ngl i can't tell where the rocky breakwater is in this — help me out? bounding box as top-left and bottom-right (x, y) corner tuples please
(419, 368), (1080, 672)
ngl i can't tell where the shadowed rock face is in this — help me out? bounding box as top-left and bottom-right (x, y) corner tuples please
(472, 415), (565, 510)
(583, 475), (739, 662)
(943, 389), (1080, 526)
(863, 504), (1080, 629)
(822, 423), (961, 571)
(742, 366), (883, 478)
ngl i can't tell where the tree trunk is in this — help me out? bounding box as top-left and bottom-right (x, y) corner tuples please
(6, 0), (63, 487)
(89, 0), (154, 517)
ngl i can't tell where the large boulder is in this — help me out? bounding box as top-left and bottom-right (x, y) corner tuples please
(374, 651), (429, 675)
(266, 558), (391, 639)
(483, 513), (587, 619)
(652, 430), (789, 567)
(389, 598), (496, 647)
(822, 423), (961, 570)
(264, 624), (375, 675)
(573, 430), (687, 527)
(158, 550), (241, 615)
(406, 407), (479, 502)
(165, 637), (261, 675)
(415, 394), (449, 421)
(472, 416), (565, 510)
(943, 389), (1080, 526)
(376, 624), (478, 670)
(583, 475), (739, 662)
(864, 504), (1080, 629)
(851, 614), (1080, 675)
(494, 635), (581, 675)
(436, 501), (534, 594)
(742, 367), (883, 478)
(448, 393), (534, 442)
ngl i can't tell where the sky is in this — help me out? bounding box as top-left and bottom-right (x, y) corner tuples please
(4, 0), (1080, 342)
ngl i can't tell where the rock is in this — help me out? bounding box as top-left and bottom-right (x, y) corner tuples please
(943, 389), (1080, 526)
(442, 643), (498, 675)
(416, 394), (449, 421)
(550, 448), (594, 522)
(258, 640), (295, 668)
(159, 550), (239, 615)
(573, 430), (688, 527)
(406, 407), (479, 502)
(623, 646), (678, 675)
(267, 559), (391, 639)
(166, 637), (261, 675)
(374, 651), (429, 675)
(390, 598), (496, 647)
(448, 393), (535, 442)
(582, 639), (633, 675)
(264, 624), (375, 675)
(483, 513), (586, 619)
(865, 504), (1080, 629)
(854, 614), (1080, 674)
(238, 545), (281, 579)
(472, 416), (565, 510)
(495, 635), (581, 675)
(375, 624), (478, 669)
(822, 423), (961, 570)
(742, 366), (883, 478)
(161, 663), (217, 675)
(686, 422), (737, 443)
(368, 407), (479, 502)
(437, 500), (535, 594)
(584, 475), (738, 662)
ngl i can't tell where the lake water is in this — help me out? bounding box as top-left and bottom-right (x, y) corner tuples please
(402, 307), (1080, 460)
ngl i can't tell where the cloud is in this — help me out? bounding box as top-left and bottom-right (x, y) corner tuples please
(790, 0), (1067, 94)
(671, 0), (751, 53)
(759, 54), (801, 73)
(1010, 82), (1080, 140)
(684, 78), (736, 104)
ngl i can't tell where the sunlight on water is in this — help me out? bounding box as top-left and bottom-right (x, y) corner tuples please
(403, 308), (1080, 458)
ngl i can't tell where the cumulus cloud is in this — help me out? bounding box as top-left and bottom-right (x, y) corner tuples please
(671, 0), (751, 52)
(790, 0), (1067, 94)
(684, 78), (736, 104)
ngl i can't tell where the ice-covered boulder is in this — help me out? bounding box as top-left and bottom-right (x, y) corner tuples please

**EXERCISE REQUIREMENTS**:
The complete listing is to be repeated word for word.

**RESULT BELOW**:
ngl i can't tell where the rocky breakwater is in this — help me out? bounding box as top-left and bottom-right (x, y) corner tuples please
(419, 368), (1080, 672)
ngl i can't tell where the shadowed rock face is in this — help me out? bounding box as top-left and bottom-right (x, y) corner tuples please
(472, 415), (565, 510)
(583, 475), (739, 662)
(943, 389), (1080, 526)
(863, 504), (1080, 629)
(822, 423), (961, 571)
(742, 366), (883, 478)
ngl i can't tell where the tree trunk is in this — help me out? bounding box as top-left and bottom-right (x, y) corner tuples please
(6, 0), (63, 487)
(89, 0), (154, 517)
ngl i can't tell where the large boulder is in this — help me out? bounding box as top-left and bottom-right (x, y) corner tuples please
(374, 651), (429, 675)
(266, 558), (391, 639)
(483, 513), (587, 619)
(652, 430), (789, 567)
(389, 598), (496, 647)
(822, 423), (961, 570)
(264, 624), (375, 675)
(573, 430), (687, 527)
(158, 550), (241, 615)
(406, 407), (479, 502)
(165, 637), (261, 675)
(415, 394), (449, 421)
(472, 416), (565, 510)
(943, 389), (1080, 526)
(376, 624), (478, 670)
(583, 475), (739, 662)
(864, 504), (1080, 629)
(851, 614), (1080, 675)
(494, 635), (581, 675)
(436, 501), (534, 594)
(742, 367), (883, 478)
(448, 393), (534, 442)
ngl i can't tell where the sky is in this — help me out? bounding box as top-left and bottom-right (x, y) corner tuples please
(4, 0), (1080, 342)
ngl i can't tell where the rock is in this — help me out? bounding box as top-left and bottom-right (x, y) corner tuples please
(943, 389), (1080, 526)
(442, 643), (498, 675)
(416, 394), (449, 421)
(550, 448), (594, 522)
(258, 640), (295, 668)
(159, 550), (239, 615)
(573, 430), (688, 527)
(406, 407), (479, 502)
(623, 646), (678, 675)
(267, 559), (391, 639)
(166, 637), (261, 675)
(374, 651), (429, 675)
(390, 598), (496, 647)
(448, 393), (535, 442)
(582, 639), (633, 675)
(264, 624), (375, 675)
(483, 513), (586, 619)
(865, 504), (1080, 629)
(854, 614), (1080, 674)
(238, 545), (281, 579)
(472, 416), (565, 510)
(495, 635), (581, 675)
(375, 624), (478, 669)
(822, 423), (961, 570)
(742, 366), (883, 478)
(161, 663), (217, 675)
(686, 422), (737, 443)
(368, 407), (479, 502)
(437, 500), (535, 594)
(584, 475), (738, 662)
ngl i can't tell where the lake water is in this — help me out? bounding box as top-left and bottom-right (x, y) corner tuples please
(402, 307), (1080, 460)
ngl i can't tell where the cloud is in this — help me out? bounding box as top-left and bottom-right (x, y) corner tuples please
(790, 0), (1067, 94)
(671, 0), (751, 53)
(759, 54), (801, 73)
(1010, 82), (1080, 140)
(684, 78), (736, 104)
ngl i can't tell where the sunlight on water is in this — help me out? bounding box as top-left and bottom-right (x, y) corner tuples please
(403, 308), (1080, 458)
ngl i can't tell where the cumulus cloud is in this — help me out? bounding box as top-left and bottom-right (x, y) corner tuples please
(671, 0), (751, 52)
(790, 0), (1067, 94)
(684, 78), (736, 104)
ngl i can't tell where the ice-covered boulder is in this — help me out? bounding box as top-left and bottom-right (x, y) corner tuples please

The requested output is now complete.